> _EXERCISE BRIEF_: Where "entrance" occurs in a line of the entries below, copy that line.
::: EXCERPTED DATA
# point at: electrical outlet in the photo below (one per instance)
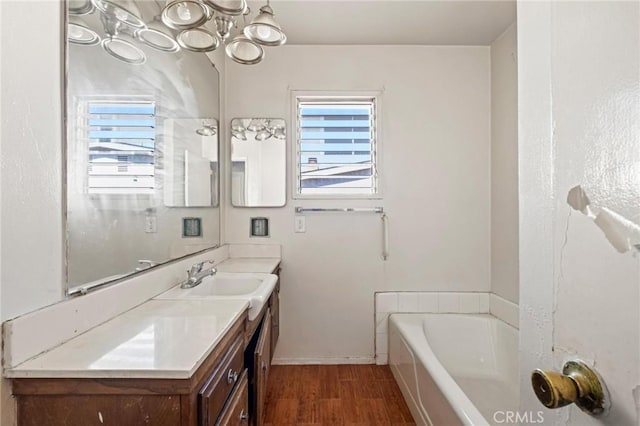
(151, 224)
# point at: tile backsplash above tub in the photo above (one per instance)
(387, 303)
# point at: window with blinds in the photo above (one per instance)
(336, 147)
(122, 137)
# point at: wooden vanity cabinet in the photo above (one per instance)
(262, 366)
(236, 412)
(202, 399)
(274, 305)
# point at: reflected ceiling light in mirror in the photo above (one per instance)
(256, 125)
(123, 50)
(185, 14)
(80, 7)
(188, 18)
(198, 40)
(244, 51)
(228, 7)
(264, 29)
(224, 24)
(239, 134)
(263, 135)
(79, 34)
(128, 15)
(157, 40)
(278, 133)
(207, 129)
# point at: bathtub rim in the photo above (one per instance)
(455, 396)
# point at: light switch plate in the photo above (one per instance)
(259, 227)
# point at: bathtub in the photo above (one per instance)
(455, 369)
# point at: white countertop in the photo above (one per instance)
(265, 265)
(158, 339)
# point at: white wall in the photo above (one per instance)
(504, 165)
(435, 134)
(31, 162)
(580, 298)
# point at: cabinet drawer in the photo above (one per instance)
(236, 412)
(217, 388)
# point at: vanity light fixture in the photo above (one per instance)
(79, 34)
(179, 24)
(198, 40)
(113, 44)
(264, 29)
(263, 135)
(184, 14)
(157, 40)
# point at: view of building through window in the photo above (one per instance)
(336, 146)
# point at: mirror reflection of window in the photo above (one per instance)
(121, 147)
(258, 162)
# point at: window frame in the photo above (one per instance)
(82, 104)
(338, 96)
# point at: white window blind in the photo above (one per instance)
(336, 146)
(122, 137)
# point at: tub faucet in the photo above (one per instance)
(196, 274)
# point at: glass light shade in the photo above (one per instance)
(265, 30)
(239, 134)
(79, 7)
(263, 135)
(198, 40)
(223, 26)
(228, 7)
(184, 14)
(255, 125)
(79, 34)
(119, 12)
(244, 51)
(124, 51)
(157, 40)
(207, 129)
(279, 133)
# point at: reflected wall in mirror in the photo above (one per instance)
(142, 144)
(258, 162)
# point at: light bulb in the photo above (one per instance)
(264, 32)
(184, 12)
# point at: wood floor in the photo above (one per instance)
(327, 395)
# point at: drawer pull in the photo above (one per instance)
(232, 376)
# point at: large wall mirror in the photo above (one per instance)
(142, 143)
(258, 162)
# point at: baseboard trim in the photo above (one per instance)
(323, 361)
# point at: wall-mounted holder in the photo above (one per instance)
(191, 227)
(578, 383)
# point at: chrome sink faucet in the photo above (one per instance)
(196, 274)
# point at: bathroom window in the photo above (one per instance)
(336, 147)
(121, 147)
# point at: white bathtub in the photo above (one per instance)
(455, 368)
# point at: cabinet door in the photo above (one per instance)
(275, 321)
(262, 360)
(215, 391)
(236, 412)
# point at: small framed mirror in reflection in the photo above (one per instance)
(142, 142)
(258, 162)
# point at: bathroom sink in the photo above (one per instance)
(253, 287)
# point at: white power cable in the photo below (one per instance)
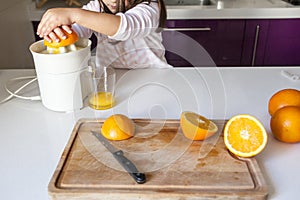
(15, 93)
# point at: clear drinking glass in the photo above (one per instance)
(102, 88)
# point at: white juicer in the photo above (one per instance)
(62, 78)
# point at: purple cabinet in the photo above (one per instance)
(272, 42)
(204, 42)
(255, 38)
(283, 43)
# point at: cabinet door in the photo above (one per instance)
(283, 44)
(204, 42)
(229, 42)
(190, 42)
(254, 42)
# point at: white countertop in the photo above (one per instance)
(32, 138)
(222, 9)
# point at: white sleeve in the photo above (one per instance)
(80, 30)
(139, 21)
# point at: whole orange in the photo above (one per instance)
(118, 127)
(285, 97)
(285, 124)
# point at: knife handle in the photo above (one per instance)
(129, 167)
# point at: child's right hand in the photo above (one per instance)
(53, 21)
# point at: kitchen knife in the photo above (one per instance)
(119, 156)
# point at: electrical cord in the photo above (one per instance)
(15, 93)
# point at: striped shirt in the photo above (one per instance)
(136, 43)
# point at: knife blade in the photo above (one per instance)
(122, 159)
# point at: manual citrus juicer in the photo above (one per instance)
(62, 72)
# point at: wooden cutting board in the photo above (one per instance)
(175, 167)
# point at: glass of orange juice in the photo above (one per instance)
(103, 88)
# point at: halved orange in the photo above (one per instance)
(118, 127)
(196, 127)
(245, 136)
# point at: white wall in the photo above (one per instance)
(16, 35)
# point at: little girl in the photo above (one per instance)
(128, 31)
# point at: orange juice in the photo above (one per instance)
(101, 100)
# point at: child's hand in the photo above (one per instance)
(52, 22)
(57, 34)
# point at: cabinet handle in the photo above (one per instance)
(188, 29)
(255, 45)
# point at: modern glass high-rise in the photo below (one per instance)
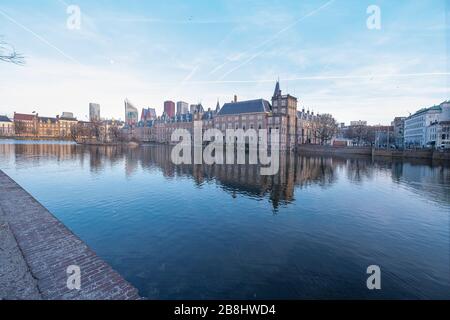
(169, 108)
(131, 114)
(182, 107)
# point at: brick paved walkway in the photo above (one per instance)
(48, 248)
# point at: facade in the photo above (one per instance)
(252, 114)
(443, 135)
(6, 127)
(169, 108)
(25, 125)
(47, 127)
(66, 124)
(399, 131)
(94, 112)
(358, 123)
(284, 118)
(294, 127)
(131, 114)
(182, 107)
(422, 127)
(148, 114)
(305, 127)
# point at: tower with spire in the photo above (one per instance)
(284, 113)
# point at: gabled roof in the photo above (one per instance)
(23, 117)
(47, 119)
(4, 119)
(250, 106)
(277, 91)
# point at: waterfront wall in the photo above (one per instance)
(330, 150)
(404, 154)
(48, 248)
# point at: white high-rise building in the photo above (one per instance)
(131, 114)
(94, 112)
(422, 128)
(182, 107)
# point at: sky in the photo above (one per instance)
(207, 51)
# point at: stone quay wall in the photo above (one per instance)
(43, 251)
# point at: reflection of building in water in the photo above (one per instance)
(296, 172)
(294, 127)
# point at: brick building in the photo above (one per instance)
(6, 127)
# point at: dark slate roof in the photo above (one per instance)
(47, 119)
(23, 117)
(251, 106)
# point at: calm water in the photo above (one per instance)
(219, 232)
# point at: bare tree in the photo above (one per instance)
(19, 127)
(9, 54)
(324, 128)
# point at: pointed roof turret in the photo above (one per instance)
(277, 91)
(218, 106)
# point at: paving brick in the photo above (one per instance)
(48, 248)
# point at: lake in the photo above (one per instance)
(226, 232)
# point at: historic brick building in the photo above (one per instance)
(6, 127)
(295, 127)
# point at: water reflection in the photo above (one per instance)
(209, 232)
(428, 178)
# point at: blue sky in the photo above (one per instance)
(201, 51)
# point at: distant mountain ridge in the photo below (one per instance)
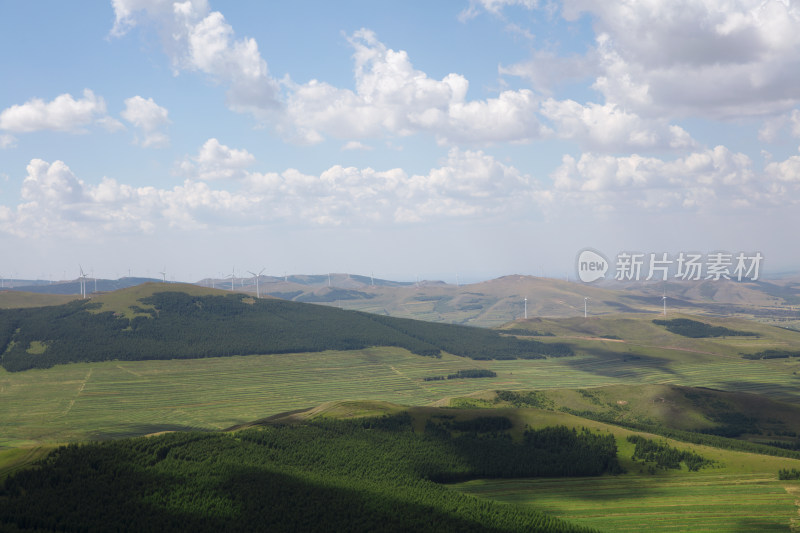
(177, 321)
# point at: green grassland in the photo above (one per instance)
(710, 502)
(116, 398)
(21, 300)
(626, 369)
(739, 492)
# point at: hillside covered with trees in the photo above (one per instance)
(374, 474)
(175, 324)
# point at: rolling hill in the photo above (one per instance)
(170, 321)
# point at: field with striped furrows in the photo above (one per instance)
(628, 376)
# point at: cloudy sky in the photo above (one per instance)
(471, 137)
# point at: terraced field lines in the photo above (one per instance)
(690, 502)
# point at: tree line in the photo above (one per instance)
(697, 330)
(373, 474)
(179, 326)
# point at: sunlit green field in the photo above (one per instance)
(113, 399)
(690, 502)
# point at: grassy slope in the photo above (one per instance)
(495, 302)
(740, 492)
(79, 401)
(18, 299)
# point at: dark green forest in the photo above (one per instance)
(177, 325)
(698, 330)
(372, 474)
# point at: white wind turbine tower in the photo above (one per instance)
(232, 276)
(82, 281)
(258, 294)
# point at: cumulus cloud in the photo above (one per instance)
(774, 127)
(713, 179)
(217, 161)
(148, 116)
(492, 6)
(713, 58)
(7, 141)
(393, 98)
(607, 127)
(196, 39)
(56, 202)
(356, 145)
(467, 183)
(63, 113)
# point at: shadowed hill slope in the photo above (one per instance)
(159, 322)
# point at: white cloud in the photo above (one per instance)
(148, 116)
(545, 69)
(714, 58)
(63, 113)
(217, 161)
(609, 128)
(144, 113)
(392, 98)
(494, 7)
(466, 184)
(711, 180)
(198, 40)
(7, 141)
(356, 145)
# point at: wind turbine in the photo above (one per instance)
(258, 294)
(82, 279)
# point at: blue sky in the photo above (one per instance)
(483, 137)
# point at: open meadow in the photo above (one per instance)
(114, 398)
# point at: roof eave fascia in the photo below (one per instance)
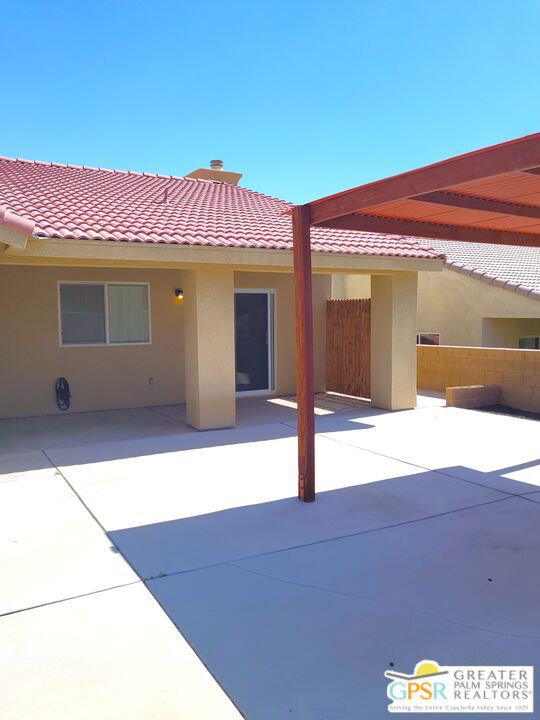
(526, 292)
(14, 229)
(163, 254)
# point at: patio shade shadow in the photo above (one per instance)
(187, 439)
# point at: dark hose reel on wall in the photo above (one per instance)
(63, 394)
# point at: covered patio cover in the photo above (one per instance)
(490, 195)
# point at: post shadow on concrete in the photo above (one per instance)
(298, 610)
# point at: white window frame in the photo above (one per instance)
(272, 322)
(104, 284)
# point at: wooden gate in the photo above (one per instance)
(348, 342)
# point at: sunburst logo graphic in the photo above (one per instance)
(425, 685)
(422, 670)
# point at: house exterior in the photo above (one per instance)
(144, 290)
(486, 296)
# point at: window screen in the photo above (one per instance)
(128, 313)
(104, 313)
(82, 314)
(532, 343)
(428, 339)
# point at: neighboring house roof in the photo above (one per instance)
(508, 266)
(65, 201)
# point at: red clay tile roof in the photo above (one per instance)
(507, 266)
(65, 201)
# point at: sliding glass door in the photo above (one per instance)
(254, 340)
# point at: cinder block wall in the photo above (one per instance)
(516, 371)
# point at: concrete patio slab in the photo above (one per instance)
(50, 546)
(422, 543)
(492, 450)
(309, 632)
(48, 431)
(113, 656)
(201, 540)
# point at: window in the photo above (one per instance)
(428, 339)
(532, 343)
(104, 313)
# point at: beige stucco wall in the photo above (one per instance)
(455, 305)
(505, 332)
(284, 341)
(517, 372)
(111, 376)
(100, 377)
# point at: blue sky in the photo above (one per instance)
(304, 98)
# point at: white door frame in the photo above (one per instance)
(271, 294)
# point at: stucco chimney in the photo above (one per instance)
(216, 173)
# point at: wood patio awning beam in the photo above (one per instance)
(419, 228)
(305, 386)
(470, 202)
(514, 156)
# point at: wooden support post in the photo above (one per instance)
(304, 353)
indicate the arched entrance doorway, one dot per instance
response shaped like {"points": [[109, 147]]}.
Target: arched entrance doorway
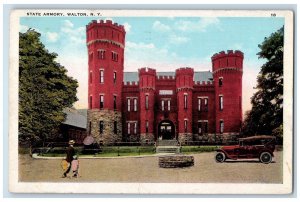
::::::
> _RESULT OF THIS EXERCISE_:
indicate the arched entrance doorway, one dot per instance
Target: arched entrance doorway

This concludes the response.